Top of Given data
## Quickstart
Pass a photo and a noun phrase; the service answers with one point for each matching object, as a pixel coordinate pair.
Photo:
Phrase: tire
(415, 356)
Bottom of Given data
Top of Given data
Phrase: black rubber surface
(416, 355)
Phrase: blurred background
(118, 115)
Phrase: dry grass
Bottom of Given data
Top of Given data
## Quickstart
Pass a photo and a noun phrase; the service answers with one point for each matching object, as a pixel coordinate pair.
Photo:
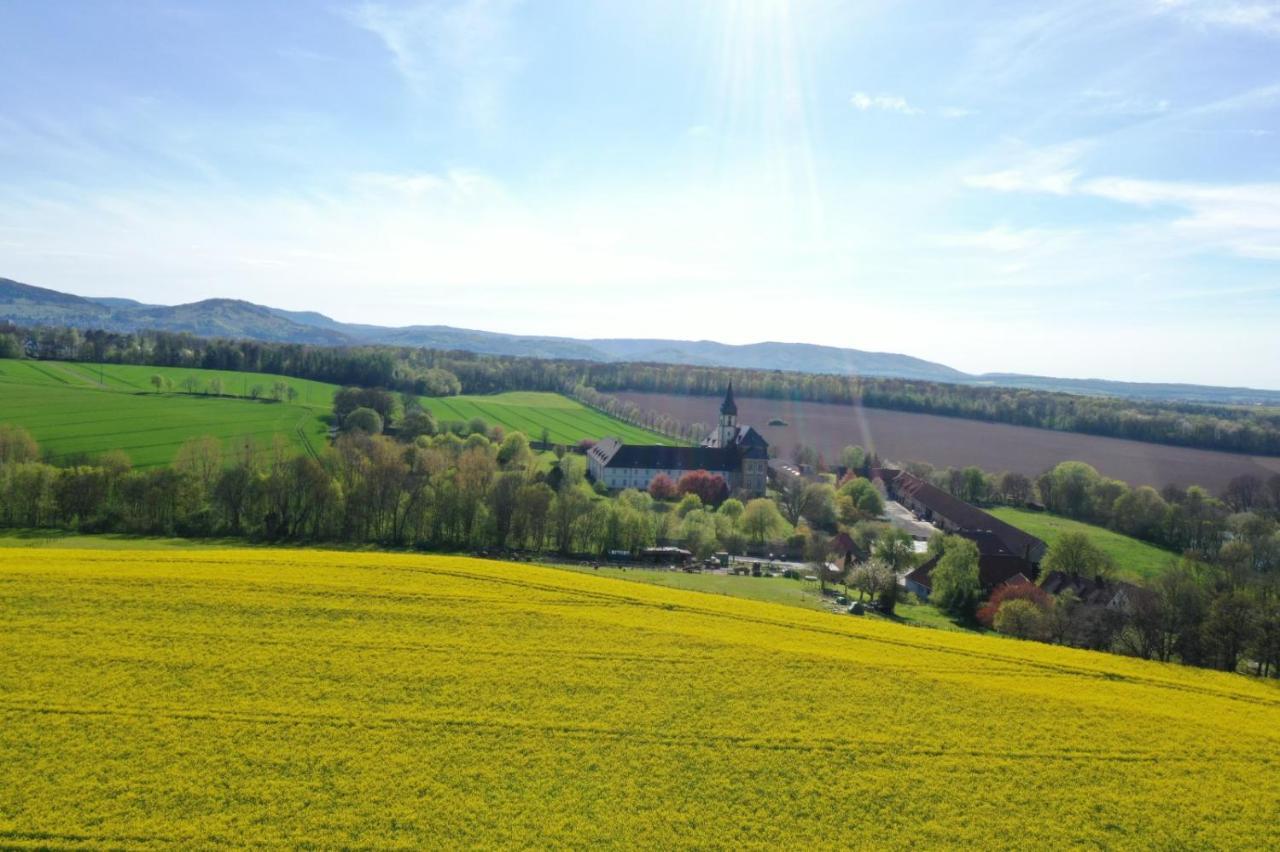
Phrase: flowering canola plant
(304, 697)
Bottom of Given data
— Required action —
Word for word, restate the lines of the listing above starting at the line with "Phrase: black rubber surface" and ending at the line with "Phrase: dry grass", and nothing outside them.

— Exercise solution —
Phrase: black rubber surface
(416, 355)
Phrase: blurred background
(118, 115)
Phrase: dry grass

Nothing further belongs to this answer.